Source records
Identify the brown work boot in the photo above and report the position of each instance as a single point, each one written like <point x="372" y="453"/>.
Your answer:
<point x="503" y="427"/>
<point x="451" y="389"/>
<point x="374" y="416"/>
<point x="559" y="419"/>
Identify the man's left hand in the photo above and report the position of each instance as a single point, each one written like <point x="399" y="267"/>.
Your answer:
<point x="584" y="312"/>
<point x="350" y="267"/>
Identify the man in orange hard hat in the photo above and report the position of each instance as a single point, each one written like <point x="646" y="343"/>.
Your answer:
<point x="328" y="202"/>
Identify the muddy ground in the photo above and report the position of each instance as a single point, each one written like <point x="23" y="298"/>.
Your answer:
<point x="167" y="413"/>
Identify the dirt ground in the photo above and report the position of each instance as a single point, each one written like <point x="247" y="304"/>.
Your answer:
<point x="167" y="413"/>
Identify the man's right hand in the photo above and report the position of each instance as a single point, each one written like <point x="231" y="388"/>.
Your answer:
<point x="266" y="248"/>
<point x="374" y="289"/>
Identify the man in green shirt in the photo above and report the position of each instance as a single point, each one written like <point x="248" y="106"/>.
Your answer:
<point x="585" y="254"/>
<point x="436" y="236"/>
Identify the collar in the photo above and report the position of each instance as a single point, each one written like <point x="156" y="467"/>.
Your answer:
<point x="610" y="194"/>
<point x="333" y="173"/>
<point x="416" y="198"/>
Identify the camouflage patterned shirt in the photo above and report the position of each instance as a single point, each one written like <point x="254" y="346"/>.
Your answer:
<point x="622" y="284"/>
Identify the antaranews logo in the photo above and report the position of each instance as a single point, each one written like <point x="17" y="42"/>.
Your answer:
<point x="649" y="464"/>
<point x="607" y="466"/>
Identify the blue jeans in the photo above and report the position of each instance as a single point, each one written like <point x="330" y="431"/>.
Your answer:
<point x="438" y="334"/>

Instructions for the task:
Echo every one of the lines above, word for word and in the same order.

Answer to the exercise:
Identify the brown work boot in the photo above and report the position of each instance as a single point, each one written like <point x="372" y="453"/>.
Your answer:
<point x="503" y="427"/>
<point x="451" y="389"/>
<point x="374" y="416"/>
<point x="559" y="419"/>
Identify the man's left hand in the photo above and report the position of each instance as a single point, each one written like <point x="399" y="267"/>.
Your answer:
<point x="584" y="312"/>
<point x="350" y="267"/>
Identify the man in orange hard hat in the photo above and report the position of each instance as a single point, each one written like <point x="646" y="343"/>.
Your answer:
<point x="328" y="202"/>
Identify the muddy ground in the photo above and report the position of each instance as a single point, each one written like <point x="23" y="298"/>.
Your answer:
<point x="167" y="413"/>
Identify the dirt ground in the photo above and report the position of each instance as a single point, each one written like <point x="247" y="304"/>.
Your answer:
<point x="167" y="413"/>
Identify the man's right hand in the photo above and report the position of each instance as a single point, each one written like <point x="231" y="388"/>.
Your answer:
<point x="266" y="248"/>
<point x="374" y="289"/>
Identify the man in green shirt in the photo above and report the position of each instance as a single point, each one written like <point x="248" y="106"/>.
Your answer:
<point x="585" y="254"/>
<point x="436" y="236"/>
Identify the collar in the photo above and report the position of each instance as a single point, each one written like <point x="156" y="467"/>.
Your answer:
<point x="610" y="194"/>
<point x="333" y="173"/>
<point x="416" y="198"/>
Identify the camouflage patterned shirt in the photo above and report the position of each instance as a single point, each one written like <point x="254" y="346"/>.
Your answer:
<point x="622" y="284"/>
Identify the antaranews logo in the photo above and report the position of each instance as a single point, each one written like <point x="17" y="42"/>.
Your answer:
<point x="649" y="464"/>
<point x="607" y="466"/>
Identify the blue jeans in the photo above and report the position of each instance as a single point, each one written like <point x="330" y="431"/>.
Your answer:
<point x="438" y="334"/>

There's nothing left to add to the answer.